(MATERIAL FOR THIS EXERCISE)
▶
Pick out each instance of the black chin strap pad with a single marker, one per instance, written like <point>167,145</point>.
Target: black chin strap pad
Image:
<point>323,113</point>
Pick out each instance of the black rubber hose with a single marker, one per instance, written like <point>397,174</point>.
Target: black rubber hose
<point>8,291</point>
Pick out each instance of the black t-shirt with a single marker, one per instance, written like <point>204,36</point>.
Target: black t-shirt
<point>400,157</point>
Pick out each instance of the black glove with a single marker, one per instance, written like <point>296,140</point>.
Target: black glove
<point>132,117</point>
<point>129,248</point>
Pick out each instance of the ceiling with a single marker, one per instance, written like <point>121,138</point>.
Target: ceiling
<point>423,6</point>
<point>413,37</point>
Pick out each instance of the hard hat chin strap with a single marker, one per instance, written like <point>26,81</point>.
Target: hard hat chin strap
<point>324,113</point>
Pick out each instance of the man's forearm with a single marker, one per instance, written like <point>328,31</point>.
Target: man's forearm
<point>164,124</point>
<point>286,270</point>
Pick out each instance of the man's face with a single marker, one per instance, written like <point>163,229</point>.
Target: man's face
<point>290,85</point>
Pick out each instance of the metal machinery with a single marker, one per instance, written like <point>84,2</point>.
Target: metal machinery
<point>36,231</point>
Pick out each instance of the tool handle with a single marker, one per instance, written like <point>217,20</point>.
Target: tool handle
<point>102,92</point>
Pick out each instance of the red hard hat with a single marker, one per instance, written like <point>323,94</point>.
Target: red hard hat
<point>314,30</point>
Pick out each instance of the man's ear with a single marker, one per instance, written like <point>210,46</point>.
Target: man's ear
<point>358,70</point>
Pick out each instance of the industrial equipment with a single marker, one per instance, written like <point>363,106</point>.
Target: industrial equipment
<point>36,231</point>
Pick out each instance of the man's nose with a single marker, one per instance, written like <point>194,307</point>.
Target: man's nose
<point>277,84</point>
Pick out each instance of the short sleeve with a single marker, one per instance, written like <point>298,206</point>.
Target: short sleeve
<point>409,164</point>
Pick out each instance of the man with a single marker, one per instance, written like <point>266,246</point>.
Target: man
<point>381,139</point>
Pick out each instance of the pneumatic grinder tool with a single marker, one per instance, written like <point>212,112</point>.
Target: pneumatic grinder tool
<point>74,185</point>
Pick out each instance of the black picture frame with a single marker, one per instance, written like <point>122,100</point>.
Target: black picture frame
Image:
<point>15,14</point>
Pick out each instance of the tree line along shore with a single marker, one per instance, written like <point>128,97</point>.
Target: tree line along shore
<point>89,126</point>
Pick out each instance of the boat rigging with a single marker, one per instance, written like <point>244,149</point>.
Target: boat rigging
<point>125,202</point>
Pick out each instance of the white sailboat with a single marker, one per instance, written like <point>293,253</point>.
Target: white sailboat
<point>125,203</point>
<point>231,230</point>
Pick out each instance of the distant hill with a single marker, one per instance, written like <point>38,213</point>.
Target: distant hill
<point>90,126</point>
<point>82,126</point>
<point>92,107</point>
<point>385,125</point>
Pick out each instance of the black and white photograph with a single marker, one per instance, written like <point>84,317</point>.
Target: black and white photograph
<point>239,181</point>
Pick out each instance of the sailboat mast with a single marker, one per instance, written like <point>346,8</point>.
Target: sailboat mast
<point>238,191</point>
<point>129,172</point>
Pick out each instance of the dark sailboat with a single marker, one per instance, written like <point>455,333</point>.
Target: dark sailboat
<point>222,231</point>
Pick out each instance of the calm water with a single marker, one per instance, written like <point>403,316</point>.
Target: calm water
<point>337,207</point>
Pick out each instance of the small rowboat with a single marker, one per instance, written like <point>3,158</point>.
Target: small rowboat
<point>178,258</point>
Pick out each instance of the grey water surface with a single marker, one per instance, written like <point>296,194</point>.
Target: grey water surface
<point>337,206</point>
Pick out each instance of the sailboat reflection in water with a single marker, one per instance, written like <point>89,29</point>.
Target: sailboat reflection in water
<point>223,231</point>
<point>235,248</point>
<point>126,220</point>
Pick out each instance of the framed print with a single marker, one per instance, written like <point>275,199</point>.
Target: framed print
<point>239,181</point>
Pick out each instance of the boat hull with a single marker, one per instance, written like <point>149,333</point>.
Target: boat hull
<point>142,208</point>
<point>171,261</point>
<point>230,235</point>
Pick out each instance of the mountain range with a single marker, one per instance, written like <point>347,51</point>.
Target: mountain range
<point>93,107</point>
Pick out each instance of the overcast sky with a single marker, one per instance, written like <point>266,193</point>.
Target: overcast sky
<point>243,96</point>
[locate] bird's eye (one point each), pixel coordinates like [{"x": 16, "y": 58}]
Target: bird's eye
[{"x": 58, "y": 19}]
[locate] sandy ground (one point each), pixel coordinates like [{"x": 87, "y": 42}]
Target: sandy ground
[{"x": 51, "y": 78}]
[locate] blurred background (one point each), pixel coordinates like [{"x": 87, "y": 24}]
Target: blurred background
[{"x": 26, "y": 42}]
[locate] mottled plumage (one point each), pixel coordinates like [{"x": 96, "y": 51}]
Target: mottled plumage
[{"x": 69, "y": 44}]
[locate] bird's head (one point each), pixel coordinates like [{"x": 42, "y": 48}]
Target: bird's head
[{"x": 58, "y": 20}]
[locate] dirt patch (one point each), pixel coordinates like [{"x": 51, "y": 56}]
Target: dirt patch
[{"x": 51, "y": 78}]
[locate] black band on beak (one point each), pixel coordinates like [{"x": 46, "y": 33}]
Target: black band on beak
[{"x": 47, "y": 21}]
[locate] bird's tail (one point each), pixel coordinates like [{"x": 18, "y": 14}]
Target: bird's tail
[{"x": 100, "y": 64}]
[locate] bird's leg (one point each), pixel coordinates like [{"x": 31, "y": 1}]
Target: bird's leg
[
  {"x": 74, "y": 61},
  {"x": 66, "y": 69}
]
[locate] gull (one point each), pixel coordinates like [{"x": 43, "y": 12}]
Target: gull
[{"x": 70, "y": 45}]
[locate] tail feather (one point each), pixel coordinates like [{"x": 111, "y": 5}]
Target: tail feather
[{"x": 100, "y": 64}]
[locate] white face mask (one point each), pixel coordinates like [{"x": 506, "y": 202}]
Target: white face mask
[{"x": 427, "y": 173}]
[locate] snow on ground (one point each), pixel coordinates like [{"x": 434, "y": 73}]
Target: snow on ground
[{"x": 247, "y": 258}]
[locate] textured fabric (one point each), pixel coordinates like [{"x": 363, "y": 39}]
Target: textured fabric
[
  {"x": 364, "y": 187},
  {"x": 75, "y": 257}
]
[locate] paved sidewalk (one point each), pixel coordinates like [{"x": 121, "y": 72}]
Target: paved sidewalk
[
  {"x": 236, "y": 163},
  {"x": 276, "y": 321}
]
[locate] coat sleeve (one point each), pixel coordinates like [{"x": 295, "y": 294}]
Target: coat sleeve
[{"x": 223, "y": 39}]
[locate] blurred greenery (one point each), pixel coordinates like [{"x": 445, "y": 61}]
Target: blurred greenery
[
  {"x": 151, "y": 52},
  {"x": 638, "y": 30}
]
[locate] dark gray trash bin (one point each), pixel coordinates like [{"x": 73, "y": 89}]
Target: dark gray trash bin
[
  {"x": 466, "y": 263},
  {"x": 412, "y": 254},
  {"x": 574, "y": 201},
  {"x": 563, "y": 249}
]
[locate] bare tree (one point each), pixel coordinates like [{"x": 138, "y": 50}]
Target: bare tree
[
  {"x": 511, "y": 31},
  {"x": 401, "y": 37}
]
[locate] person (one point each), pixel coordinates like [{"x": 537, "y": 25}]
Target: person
◀
(INSTRUCTIONS FOR THE TASK) Every line containing the word "person" must be copied from the material above.

(ANSWER SECTION)
[locate] person (one point each), pixel coordinates like [{"x": 537, "y": 25}]
Target: person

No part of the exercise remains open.